*EXERCISE DESCRIPTION*
Transcribe all of the records, leaving out any pictures.

::: DATA UNDER STUDY

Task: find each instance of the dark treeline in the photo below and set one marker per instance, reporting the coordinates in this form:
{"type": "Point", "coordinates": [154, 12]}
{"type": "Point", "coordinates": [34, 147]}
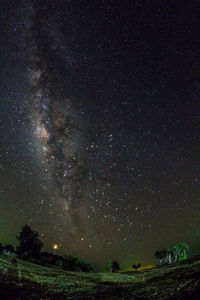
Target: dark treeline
{"type": "Point", "coordinates": [30, 249]}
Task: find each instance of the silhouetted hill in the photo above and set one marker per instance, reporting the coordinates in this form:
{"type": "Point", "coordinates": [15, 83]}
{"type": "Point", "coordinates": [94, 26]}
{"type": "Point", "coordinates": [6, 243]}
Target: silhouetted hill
{"type": "Point", "coordinates": [22, 280]}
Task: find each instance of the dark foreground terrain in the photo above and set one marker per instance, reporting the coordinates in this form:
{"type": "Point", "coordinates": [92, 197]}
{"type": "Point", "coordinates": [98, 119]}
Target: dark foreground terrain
{"type": "Point", "coordinates": [22, 280]}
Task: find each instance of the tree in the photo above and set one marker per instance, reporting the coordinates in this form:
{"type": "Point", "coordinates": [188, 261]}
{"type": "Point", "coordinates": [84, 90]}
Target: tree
{"type": "Point", "coordinates": [115, 266]}
{"type": "Point", "coordinates": [109, 266]}
{"type": "Point", "coordinates": [180, 251]}
{"type": "Point", "coordinates": [161, 257]}
{"type": "Point", "coordinates": [29, 243]}
{"type": "Point", "coordinates": [9, 248]}
{"type": "Point", "coordinates": [136, 267]}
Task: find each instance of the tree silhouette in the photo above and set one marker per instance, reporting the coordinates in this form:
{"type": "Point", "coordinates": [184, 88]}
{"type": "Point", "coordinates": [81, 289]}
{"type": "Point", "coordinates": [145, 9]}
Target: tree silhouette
{"type": "Point", "coordinates": [29, 243]}
{"type": "Point", "coordinates": [9, 248]}
{"type": "Point", "coordinates": [115, 266]}
{"type": "Point", "coordinates": [136, 267]}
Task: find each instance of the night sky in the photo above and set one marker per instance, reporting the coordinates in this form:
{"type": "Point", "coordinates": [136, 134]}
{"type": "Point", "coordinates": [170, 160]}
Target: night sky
{"type": "Point", "coordinates": [100, 126]}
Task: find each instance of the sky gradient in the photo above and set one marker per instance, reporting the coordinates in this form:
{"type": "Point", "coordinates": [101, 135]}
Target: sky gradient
{"type": "Point", "coordinates": [99, 124]}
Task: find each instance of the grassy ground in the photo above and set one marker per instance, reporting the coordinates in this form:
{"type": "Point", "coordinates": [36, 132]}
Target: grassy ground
{"type": "Point", "coordinates": [23, 280]}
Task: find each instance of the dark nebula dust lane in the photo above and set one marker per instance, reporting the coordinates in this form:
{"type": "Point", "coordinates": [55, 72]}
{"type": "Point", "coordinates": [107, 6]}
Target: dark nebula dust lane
{"type": "Point", "coordinates": [99, 124]}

::::::

*PROBLEM SOLUTION*
Task: find each instance of the dark treeline in the photo below and set one marker per instance, reporting the coordinates in this form:
{"type": "Point", "coordinates": [154, 12]}
{"type": "Point", "coordinates": [34, 147]}
Target: dark treeline
{"type": "Point", "coordinates": [30, 249]}
Task: find each instance of the silhouetted hill in the photo above and set one marker per instance, reporting the coordinates in this form:
{"type": "Point", "coordinates": [15, 83]}
{"type": "Point", "coordinates": [94, 26]}
{"type": "Point", "coordinates": [6, 243]}
Target: silhouetted hill
{"type": "Point", "coordinates": [22, 280]}
Task: find each instance of the dark foreground terrain in the photo above and set one marker per instance, reporting the coordinates in this form:
{"type": "Point", "coordinates": [92, 197]}
{"type": "Point", "coordinates": [98, 119]}
Target: dark foreground terrain
{"type": "Point", "coordinates": [22, 280]}
Task: find each instance of the tree in the photo above and set one marker per instance, reporting the coordinates in this form:
{"type": "Point", "coordinates": [188, 261]}
{"type": "Point", "coordinates": [84, 90]}
Target: tree
{"type": "Point", "coordinates": [115, 266]}
{"type": "Point", "coordinates": [109, 266]}
{"type": "Point", "coordinates": [180, 251]}
{"type": "Point", "coordinates": [161, 257]}
{"type": "Point", "coordinates": [29, 243]}
{"type": "Point", "coordinates": [9, 248]}
{"type": "Point", "coordinates": [136, 267]}
Task: find each instance of the tree silhouette in the photo above and set one marker per instance, reporting the coordinates in this form:
{"type": "Point", "coordinates": [184, 88]}
{"type": "Point", "coordinates": [81, 289]}
{"type": "Point", "coordinates": [145, 9]}
Target: tree silhouette
{"type": "Point", "coordinates": [29, 243]}
{"type": "Point", "coordinates": [9, 248]}
{"type": "Point", "coordinates": [115, 266]}
{"type": "Point", "coordinates": [136, 267]}
Task: find each instance of the night sky in the photo above and set one marker per instance, reporting the coordinates in this form:
{"type": "Point", "coordinates": [136, 134]}
{"type": "Point", "coordinates": [170, 160]}
Target: night sky
{"type": "Point", "coordinates": [100, 126]}
Task: find each instance of the sky gradient in the photo above and set one marker per instance, reporting the coordinates in this form:
{"type": "Point", "coordinates": [101, 135]}
Target: sky gradient
{"type": "Point", "coordinates": [99, 124]}
Task: find each instance of the grassy ground in the photo above and set one marker per instance, reporting the coordinates in this form:
{"type": "Point", "coordinates": [36, 132]}
Target: grassy ground
{"type": "Point", "coordinates": [23, 280]}
Task: find each instance of the dark nebula dust lane in the photo above and set one marker per instance, reporting the coordinates in this form:
{"type": "Point", "coordinates": [55, 72]}
{"type": "Point", "coordinates": [107, 6]}
Target: dark nebula dust lane
{"type": "Point", "coordinates": [99, 124]}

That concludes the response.